## 引文段落
一、民主化的双重焦虑
(1.1)除了掩耳盗铃的五毛与心存侥幸的权贵之外,如今恐怕不会有多少关心政治现实的人否认,中国早晚要走上民主化的道路。当然,“早晚”是一个很笼统的表述,为许多重要分歧与争论留下了空间。事实上,民主化的前景既带来期待,也引发了一系列的焦虑,而这些焦虑或多或少都与对民主化 “早晚”的判断相关。
许多人虽然认同民主,却对民主化可能带来的震荡心存顾虑,而中国在过去一百年中走过的弯路,更强化了他们的担忧。其中一部分人害怕过分激烈的政治转型会导致社会动荡、国家分裂、军阀割据、外敌入侵。另一些人担心的则是,以当前的“国民素质”,倘若仓促民主化,政治运作将无法得到有序有效的组织,甚至恐怕要重演打土豪分田地等等群氓暴民践踏个人权利的历史。对民主化前景的这些焦虑,使得他们或者将“改造国民性”视为比推动政治民主化更为迫切的课题,或者更多地将希望寄托于自上而下的、温和渐进的变革。

[位置标注记录]
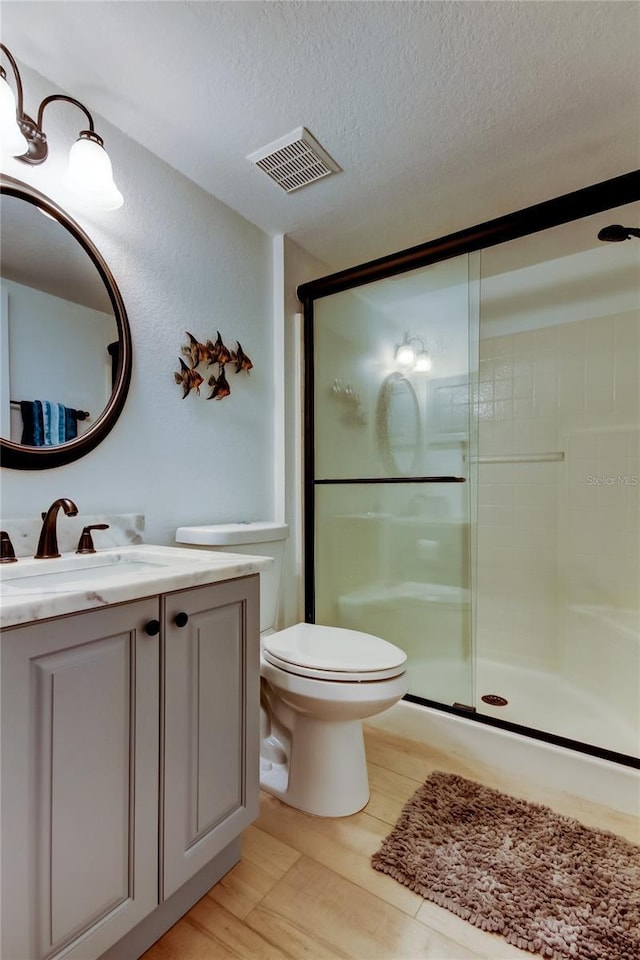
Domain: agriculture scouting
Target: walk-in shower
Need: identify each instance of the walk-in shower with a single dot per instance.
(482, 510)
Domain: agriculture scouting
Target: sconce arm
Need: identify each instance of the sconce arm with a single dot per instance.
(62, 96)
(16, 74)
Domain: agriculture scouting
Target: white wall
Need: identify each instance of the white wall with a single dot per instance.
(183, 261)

---

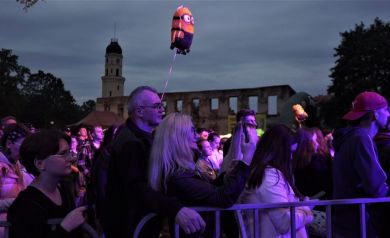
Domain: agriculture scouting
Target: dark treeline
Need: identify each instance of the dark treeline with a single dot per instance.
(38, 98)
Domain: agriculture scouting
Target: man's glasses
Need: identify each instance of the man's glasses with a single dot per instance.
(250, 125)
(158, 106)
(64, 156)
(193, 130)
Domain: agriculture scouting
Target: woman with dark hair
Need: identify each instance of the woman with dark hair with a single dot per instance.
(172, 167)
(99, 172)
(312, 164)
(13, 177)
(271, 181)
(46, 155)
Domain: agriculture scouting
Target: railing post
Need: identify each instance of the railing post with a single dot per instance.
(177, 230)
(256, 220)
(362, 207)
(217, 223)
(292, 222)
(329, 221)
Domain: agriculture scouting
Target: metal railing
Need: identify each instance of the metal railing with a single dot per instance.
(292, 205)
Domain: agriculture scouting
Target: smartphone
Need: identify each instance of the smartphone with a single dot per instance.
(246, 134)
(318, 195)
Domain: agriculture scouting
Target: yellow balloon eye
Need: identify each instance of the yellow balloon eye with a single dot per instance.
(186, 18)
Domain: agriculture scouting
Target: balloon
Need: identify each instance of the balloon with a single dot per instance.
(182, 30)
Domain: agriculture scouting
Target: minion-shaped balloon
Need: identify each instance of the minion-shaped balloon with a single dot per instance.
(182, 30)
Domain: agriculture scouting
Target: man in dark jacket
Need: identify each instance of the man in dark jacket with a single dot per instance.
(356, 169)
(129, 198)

* * *

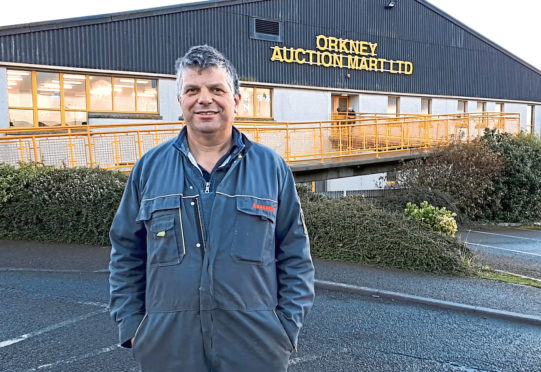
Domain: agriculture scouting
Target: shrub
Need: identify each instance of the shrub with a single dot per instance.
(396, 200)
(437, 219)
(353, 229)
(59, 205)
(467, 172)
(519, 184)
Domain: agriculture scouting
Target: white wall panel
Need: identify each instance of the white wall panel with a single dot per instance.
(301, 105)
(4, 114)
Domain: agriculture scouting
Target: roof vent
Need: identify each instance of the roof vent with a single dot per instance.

## 待办任务
1) 根据谈民主化焦虑的引文段落,一部分人担心过分激烈的政治转型会导致哪些后果?
2) 请从谈民主化焦虑的引文段落最后一句之后往下续写。

## 各题答案
1) 社会动荡、国家分裂、军阀割据、外敌入侵。

2)
对民主化风险的焦虑,又导致了以这种焦虑为对象的第二重焦虑。不少同样认同民主的人担心:持“素质论”、“改良论”等论调的那些人,不但过分幼稚地寄希望于上层势力的觉醒悔悟,而且往往在实践中对“倒逼”民主的草根运动态度过于保守,从而客观上沦为“官府走狗”、“维稳帮凶”。出于对这类保守怀疑态度的担忧与不满,第二类人急切地试图为当前民主化的可行性做出种种辩护,譬如国民素质与民主无关,譬如民主化只有好处没有坏处,等等。
然而第二类人出于焦虑而做出的这些辩护,反过来更加重了第一类人对民主化前景的焦虑。在他们看来,第二类人对民主化可能风险的轻描淡写,恰恰是一旦政治急遽转型将导致震荡的征兆,倘若放任这些激进而煽动的论调,未来的民主化进程必将被民粹主义裹挟,中国必将重蹈历史的覆辙。如果说在第二类人眼里,第一类人是维稳的帮凶,那么在第一类人眼里,第二类人就是民粹的推手。民主化前景所引发的双重焦虑,就这样相互强化,使得本该携手共进的人们陷入无休止的内部攻讦。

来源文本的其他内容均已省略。